When child traffickers work across West Africa’s borders, activists need help to do the same
Guinea, Liberia and Sierra Leone share many things – including a problem of child trafficking. Local organisations can stop it if they come together.
This article is part of an editorial partnership with the Fund for Global Human Rights.
A fifteen-year-old girl gets pregnant and runs away from her highly religious family in Guinea to escape punishment. She ends up in the hands of traffickers and on the streets of Freetown, Sierra Leone, engaged in the sex trade. She is arrested and charged with loitering by the police and put behind bars.
Defence for Children International-Sierra Leone worked to get her out of jail and into a safe home where she could be treated like a human being. Many others will not be as fortunate, however.
Abdul Manaf Kemokai, executive director of DCI-Sierra Leone – a local organisation affiliated to the international children’s rights network Defence for Children International – says an alarming number of children are being trafficked and exploited in Guinea, Sierra Leone and the neighbouring country of Liberia. It’s hard to know how many because governments in the region don’t have reliable data on the problem and view domestic servitude as a community practice.

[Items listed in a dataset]
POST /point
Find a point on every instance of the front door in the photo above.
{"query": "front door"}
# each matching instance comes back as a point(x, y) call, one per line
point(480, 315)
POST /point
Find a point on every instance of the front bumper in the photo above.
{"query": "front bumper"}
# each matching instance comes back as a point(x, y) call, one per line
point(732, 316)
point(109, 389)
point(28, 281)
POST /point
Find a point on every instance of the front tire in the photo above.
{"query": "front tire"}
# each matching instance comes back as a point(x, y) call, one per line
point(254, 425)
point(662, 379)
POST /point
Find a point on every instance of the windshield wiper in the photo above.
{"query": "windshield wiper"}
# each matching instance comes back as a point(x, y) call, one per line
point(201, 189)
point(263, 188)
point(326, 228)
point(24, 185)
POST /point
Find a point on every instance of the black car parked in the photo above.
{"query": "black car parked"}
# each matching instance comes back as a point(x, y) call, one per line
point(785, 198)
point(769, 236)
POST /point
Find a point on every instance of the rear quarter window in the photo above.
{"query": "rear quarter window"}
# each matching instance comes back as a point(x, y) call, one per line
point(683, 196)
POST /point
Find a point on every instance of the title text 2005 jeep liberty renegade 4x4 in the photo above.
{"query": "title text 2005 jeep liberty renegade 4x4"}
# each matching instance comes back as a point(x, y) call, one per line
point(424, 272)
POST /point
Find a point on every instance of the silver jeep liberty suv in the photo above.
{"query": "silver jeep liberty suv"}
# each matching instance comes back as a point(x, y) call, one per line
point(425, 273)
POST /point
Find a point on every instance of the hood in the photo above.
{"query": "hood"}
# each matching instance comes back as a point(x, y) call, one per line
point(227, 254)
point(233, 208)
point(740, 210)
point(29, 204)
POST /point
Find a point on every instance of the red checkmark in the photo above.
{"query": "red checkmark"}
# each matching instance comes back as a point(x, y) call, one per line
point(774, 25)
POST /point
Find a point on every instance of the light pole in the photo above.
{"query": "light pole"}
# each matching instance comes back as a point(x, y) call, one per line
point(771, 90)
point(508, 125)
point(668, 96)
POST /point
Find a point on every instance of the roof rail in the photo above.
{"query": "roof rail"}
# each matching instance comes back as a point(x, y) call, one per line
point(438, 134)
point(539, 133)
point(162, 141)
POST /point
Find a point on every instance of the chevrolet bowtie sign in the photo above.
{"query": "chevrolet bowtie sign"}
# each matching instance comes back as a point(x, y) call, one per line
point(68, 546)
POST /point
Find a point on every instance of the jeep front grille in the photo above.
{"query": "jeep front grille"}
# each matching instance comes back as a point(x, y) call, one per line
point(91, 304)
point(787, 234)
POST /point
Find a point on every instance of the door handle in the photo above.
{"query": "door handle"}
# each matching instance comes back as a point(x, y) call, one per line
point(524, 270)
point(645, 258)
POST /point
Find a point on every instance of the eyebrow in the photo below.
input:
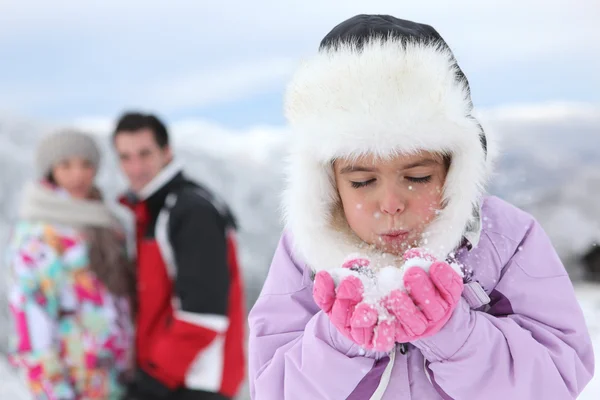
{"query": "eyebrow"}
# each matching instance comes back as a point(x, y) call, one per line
point(356, 168)
point(420, 163)
point(359, 168)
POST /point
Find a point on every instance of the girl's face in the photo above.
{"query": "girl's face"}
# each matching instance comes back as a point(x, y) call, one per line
point(389, 203)
point(75, 175)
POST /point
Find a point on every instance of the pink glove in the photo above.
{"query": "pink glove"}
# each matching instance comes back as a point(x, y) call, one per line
point(400, 317)
point(356, 320)
point(430, 300)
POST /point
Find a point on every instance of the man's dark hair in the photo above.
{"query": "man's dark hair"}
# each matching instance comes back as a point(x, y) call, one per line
point(135, 121)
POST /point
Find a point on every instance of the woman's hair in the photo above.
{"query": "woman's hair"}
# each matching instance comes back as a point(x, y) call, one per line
point(50, 178)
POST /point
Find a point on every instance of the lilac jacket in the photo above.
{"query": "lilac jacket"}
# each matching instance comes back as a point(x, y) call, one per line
point(530, 342)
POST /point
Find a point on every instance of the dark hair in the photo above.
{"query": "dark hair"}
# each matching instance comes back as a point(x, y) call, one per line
point(132, 122)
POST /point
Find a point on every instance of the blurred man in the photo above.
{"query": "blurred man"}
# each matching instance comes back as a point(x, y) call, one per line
point(190, 316)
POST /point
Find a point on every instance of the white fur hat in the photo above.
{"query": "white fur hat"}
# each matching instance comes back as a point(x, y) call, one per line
point(382, 86)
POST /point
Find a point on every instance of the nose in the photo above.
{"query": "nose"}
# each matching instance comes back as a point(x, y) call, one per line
point(392, 201)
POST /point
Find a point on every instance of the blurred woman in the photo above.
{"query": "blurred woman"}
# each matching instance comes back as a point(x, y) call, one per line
point(71, 280)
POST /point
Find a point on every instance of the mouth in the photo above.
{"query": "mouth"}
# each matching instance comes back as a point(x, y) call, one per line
point(394, 236)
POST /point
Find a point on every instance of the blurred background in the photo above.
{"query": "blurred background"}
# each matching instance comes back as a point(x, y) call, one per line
point(216, 73)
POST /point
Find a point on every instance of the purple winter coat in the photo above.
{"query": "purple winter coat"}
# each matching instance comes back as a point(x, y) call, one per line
point(530, 342)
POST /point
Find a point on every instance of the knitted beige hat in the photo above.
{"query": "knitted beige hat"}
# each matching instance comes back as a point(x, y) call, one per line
point(63, 144)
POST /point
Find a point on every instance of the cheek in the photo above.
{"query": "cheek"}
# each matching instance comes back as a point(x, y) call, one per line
point(358, 211)
point(427, 202)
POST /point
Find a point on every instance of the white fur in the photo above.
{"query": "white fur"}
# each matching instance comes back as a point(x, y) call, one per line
point(384, 100)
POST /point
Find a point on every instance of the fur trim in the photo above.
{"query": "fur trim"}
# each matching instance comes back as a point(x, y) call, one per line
point(385, 98)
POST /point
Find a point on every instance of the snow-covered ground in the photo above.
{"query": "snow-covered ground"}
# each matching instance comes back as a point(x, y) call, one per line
point(11, 387)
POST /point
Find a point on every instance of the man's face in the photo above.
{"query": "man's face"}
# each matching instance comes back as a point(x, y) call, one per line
point(141, 157)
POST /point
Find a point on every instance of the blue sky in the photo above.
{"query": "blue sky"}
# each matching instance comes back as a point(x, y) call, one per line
point(228, 62)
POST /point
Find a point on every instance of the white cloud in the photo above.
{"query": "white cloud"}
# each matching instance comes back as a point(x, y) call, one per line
point(221, 85)
point(191, 53)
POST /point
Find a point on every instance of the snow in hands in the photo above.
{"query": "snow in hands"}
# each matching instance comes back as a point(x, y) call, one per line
point(378, 306)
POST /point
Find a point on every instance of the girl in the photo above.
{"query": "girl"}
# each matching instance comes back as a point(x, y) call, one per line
point(387, 157)
point(71, 279)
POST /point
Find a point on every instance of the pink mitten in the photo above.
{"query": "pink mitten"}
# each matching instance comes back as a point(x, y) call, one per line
point(338, 303)
point(429, 303)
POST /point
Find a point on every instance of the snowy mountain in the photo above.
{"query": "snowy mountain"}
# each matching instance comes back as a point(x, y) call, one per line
point(549, 153)
point(550, 166)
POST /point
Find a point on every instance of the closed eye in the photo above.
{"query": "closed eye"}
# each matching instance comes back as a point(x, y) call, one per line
point(357, 185)
point(423, 179)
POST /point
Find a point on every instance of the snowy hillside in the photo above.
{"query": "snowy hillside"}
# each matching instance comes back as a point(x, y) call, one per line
point(550, 166)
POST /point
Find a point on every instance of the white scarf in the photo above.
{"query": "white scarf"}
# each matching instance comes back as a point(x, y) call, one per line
point(47, 205)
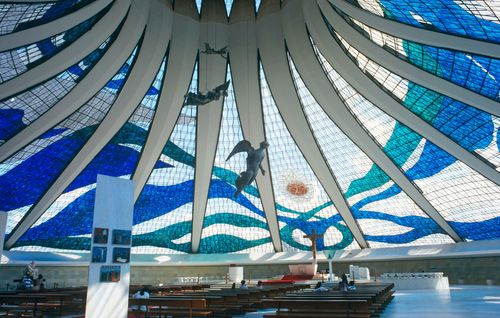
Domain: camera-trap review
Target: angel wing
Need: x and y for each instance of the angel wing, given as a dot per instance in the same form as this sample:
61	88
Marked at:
242	146
223	87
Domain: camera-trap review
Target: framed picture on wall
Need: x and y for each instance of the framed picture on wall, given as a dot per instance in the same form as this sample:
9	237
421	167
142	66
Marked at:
101	235
99	254
121	255
110	274
122	237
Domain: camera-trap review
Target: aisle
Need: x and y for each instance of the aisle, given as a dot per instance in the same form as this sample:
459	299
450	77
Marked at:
460	301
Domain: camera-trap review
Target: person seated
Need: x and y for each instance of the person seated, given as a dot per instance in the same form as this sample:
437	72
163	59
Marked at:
259	285
243	284
141	294
351	286
27	282
39	283
320	288
31	270
344	283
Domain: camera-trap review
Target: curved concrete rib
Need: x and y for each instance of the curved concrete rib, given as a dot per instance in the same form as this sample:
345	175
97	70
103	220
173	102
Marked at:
181	60
419	35
212	73
357	79
145	68
17	39
245	74
71	55
320	87
403	68
275	63
91	83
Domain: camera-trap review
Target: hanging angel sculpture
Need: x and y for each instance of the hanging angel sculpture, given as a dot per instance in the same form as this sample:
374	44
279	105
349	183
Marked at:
254	163
209	50
199	98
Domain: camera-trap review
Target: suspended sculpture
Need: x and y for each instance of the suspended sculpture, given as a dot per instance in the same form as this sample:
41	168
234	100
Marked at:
254	163
199	98
209	50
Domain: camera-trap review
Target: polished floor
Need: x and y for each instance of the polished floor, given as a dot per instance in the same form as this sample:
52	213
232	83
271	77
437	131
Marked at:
460	301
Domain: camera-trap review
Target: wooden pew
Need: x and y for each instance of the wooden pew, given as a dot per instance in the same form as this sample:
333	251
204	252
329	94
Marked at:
317	307
20	304
176	307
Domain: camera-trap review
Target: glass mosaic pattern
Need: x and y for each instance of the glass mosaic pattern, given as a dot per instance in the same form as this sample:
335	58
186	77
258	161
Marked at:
233	224
165	206
470	127
163	212
118	158
474	72
396	220
448	184
301	202
476	19
18	111
22	59
26	176
15	17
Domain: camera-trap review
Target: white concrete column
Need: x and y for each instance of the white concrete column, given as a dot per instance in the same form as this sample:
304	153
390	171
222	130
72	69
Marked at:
114	209
3	227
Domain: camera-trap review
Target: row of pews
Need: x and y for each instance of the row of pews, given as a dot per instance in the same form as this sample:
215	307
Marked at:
368	300
61	302
291	300
213	302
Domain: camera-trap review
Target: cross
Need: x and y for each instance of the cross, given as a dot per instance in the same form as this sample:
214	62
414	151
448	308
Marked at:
313	237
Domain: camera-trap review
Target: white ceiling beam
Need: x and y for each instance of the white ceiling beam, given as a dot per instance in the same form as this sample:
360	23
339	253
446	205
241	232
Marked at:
148	61
403	68
70	55
275	63
320	87
337	58
181	60
212	73
419	35
245	74
24	37
91	83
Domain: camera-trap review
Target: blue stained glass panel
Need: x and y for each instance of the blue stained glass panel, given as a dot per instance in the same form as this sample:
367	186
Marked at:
386	215
233	224
477	19
19	111
470	127
301	202
466	199
15	17
163	212
26	176
20	60
67	223
474	72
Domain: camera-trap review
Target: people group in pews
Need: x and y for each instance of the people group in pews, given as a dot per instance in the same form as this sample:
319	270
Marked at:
320	288
141	294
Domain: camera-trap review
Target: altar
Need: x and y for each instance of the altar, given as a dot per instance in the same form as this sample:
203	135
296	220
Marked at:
303	269
407	281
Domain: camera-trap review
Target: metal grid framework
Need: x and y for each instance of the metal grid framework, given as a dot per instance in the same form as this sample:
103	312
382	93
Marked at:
17	61
453	118
387	212
15	17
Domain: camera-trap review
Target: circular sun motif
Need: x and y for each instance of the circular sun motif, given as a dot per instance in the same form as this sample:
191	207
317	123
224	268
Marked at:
295	186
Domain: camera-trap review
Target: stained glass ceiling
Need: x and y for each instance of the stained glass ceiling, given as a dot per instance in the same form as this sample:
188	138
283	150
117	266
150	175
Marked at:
379	135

Short problem: Rewrite the part of the child trafficking article that opens with the words containing "A fifteen-year-old girl" and closes with "as fortunate, however.", replacing "jail" with "prison".

Full answer:
A fifteen-year-old girl gets pregnant and runs away from her highly religious family in Guinea to escape punishment. She ends up in the hands of traffickers and on the streets of Freetown, Sierra Leone, engaged in the sex trade. She is arrested and charged with loitering by the police and put behind bars.
Defence for Children International-Sierra Leone worked to get her out of prison and into a safe home where she could be treated like a human being. Many others will not be as fortunate, however.